Director: Mario Bava.
Screenplay: Mario Bava, Marcello Fondato, Giuseppe Barilla.
Cinematography: Ubaldo Terzano, Mario Bava.
Music: Carlo Rustichelli.
Original Title: Sei donne per l’assassino
Availability: Blood and Black Lace (2-Disc Special Edition) [Blu-ray + DVD]
If the giallo of the 1970s evolved from the early proto-giallo of Mario Bava, then Bava’s work itself grew out of a fascination with Hitchcockian thrillers. Hitchcock films themselves are a stew of one director’s peculiar vision mixed with the popular parlor room mysteries, espionage thrillers, and whodunits that were so popular during the 1930s and ’40s. Among those early mystery films, some of the most remarkable were those based on the works of British author Edgar Wallace, themselves a throwback to the days of serials and, even earlier, pulp stories. Most of the tenets of giallo cinema trace their roots back to these early mysteries: the preoccupation with a class of elites (in the old whodunits, it was usually wealthy socialites; in giallo it’s usually a group of artists or models); the amateur sleuth who gets involved in solving the mystery; the stack of red herrings that is slowly whittled down as the body count rises. When Hitchcock stepped onto the scene, he brought with him a certain biting wit. Mysteries were never wanting for witty entries: the Bulldog Drummond films, the Thin Man movies — clever banter and smart repartee were their stock in trade. But Hitchcock’s wit was a little…darker. More ironic. Meaner.
When it came time for Mario Bava to turn in his version of a Hitchcock movie, he picked up on that underlying current of malicious giddiness and ratcheted it up. In Blood and Black Lace, Bava is a peasant let loose to demolish a nobleman’s home during the Russian Revolution. There is unbridled celebration in the carnage, but there’s also unsettling tragedy. Bava employs a subtle absurdity, taking delight not just in demolishing the vacant aristocrats in his cast of characters but also in wreaking havoc with the language of cinema and expectations of what was, then and now, acceptable. Blood and Black Lace gave giallo the element that made it so much different from the early whodunits from which it evolved: the snarl. Early mysteries, even as the bodies piled up in someone’s old, dark house, were usually at least somewhat playful, the sinister edge taken off the murders by characters who were snappy, upbeat, and generally bouncy. Bulldog Drummond got as excited as a school child every time a corpse turned up. Blood and Black Lace represents the point at which the playfulness was stripped away, or at least infused with such a nasty edge that it becomes uncomfortable. One might think that decades of Argento, Sollima, Martino, and others would make Bava’s pioneering movie seem quaint and harmless. One would be wrong. Even by today’s standards, and even to a seasoned viewer of such films, Blood and Black Lace is brutal.

▶ Instructions for the task
Pick up the piece on Blood and Black Lace right after its last sentence and keep it going in the same voice.

▶ Raw data
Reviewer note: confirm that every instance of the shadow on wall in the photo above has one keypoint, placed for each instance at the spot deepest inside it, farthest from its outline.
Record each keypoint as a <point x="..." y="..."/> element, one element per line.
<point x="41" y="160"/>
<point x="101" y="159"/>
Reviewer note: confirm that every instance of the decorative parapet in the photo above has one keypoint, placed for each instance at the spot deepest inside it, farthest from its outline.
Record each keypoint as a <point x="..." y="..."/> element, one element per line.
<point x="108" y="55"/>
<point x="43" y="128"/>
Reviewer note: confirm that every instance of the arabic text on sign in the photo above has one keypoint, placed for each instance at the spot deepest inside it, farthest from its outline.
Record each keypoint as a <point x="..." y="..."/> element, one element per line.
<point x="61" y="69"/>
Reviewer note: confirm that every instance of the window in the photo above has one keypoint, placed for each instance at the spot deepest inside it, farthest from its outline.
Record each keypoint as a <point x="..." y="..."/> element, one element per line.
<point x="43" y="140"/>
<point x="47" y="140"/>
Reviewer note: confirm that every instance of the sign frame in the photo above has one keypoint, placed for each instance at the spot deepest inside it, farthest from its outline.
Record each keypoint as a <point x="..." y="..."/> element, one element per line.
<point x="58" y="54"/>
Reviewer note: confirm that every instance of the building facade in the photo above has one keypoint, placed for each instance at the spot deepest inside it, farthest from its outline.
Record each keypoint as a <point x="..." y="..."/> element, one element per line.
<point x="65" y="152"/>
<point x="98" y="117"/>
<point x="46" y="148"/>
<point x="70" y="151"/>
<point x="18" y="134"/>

▶ Answer to the exercise
Bava’s tale of murder and greed is set among the denizens of an upscale fashion house. Someone is killing off the models in particularly nasty ways: bashing their head repeatedly against a tree, slamming their face into a red hot furnace, raking the face with a glove covered in hooks. It’s obvious that the killer wants something, but it’s also obvious that he relishes his gruesome work. What the killer wants, it turns out, is the diary of a woman murdered during the film’s opening scene. Exactly why the killer wants it is unclear. Complicating retrieval of the diary is the fact that the killer is not alone in the desire to possess it. A lot of the people in the fashion house have reason to think the diary contains something incriminating or embarrassing to them. As the book passes from one set of hands to another, the killer — wearing the trademark black raincoat and fedora that would become the de rigueur uniform of almost all giallo murderers — leaves a trail of mutilated bodies in pursuit of the elusive volume.
Naturally, every man involved with one of the models or the business of the fashion house is a suspect. One is a dope fiend. One is a penniless count. One is just irritatingly twitchy. And one is Cameron Mitchell, who ends up at the top of any list of suspects simply by virtue of being Cameron Mitchell. Although the police are convinced one of the men is the killer, there are also quite a few women at the house who have a reason and ample opportunity to kill. Blood and Black Lace has a pretty good central mystery at its core, but it doesn’t concentrate on the shock of the killer’s identity as much as it does the winding road to the reveal. The best giallo know better than to put all their hopes into the big reveal. Movies that count on the final unmasking of the killer as the high point of the film are almost always disappointing; only a very few of them pull it off. Bava makes sure it doesn’t really matter one way or the other.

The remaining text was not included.